Stated problem
Copy every line of the listing from the line with "Field-scouting request: tag every instance of the black" through the end of the listing, multiplying each answer coordinate by 1.65 and rounding to whole numbers, halves up. Keep all other numbers as they are.

Stored data entries
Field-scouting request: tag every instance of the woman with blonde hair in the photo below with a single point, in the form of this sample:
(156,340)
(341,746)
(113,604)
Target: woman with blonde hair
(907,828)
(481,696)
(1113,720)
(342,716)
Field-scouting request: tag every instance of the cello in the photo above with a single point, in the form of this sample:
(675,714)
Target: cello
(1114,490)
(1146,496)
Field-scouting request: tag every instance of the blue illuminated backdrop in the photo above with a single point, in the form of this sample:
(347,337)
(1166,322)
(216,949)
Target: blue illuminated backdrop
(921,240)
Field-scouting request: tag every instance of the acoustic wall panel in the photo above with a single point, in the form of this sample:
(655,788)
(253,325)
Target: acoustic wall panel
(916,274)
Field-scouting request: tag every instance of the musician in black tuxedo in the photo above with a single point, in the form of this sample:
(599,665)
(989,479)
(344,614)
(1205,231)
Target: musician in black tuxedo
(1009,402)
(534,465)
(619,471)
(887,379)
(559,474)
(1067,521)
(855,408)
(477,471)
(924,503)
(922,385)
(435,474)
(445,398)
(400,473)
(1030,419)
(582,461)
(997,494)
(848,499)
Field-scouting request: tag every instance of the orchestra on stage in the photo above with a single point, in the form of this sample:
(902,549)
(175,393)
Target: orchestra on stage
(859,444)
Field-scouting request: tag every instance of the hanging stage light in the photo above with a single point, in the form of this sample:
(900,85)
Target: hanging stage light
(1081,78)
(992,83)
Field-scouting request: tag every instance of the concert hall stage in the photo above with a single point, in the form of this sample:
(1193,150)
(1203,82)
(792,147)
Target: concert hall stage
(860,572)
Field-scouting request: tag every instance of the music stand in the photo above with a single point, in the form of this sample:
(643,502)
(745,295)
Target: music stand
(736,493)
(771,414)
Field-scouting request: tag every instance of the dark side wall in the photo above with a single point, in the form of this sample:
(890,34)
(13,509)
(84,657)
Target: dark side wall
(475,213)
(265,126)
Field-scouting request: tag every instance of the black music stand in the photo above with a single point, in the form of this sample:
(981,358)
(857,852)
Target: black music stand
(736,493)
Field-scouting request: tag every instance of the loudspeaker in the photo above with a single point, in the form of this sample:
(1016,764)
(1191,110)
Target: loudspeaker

Written answer
Field-scouting request: tag every instance of the black music stand in the photo above with a single point, in the form of this sample:
(981,358)
(857,852)
Target: black music stand
(1214,813)
Field-scouting request: tag every instance of the loudspeaker in the photo above with a single point, in the form of this sample:
(1016,764)
(1191,110)
Target: loudspeaker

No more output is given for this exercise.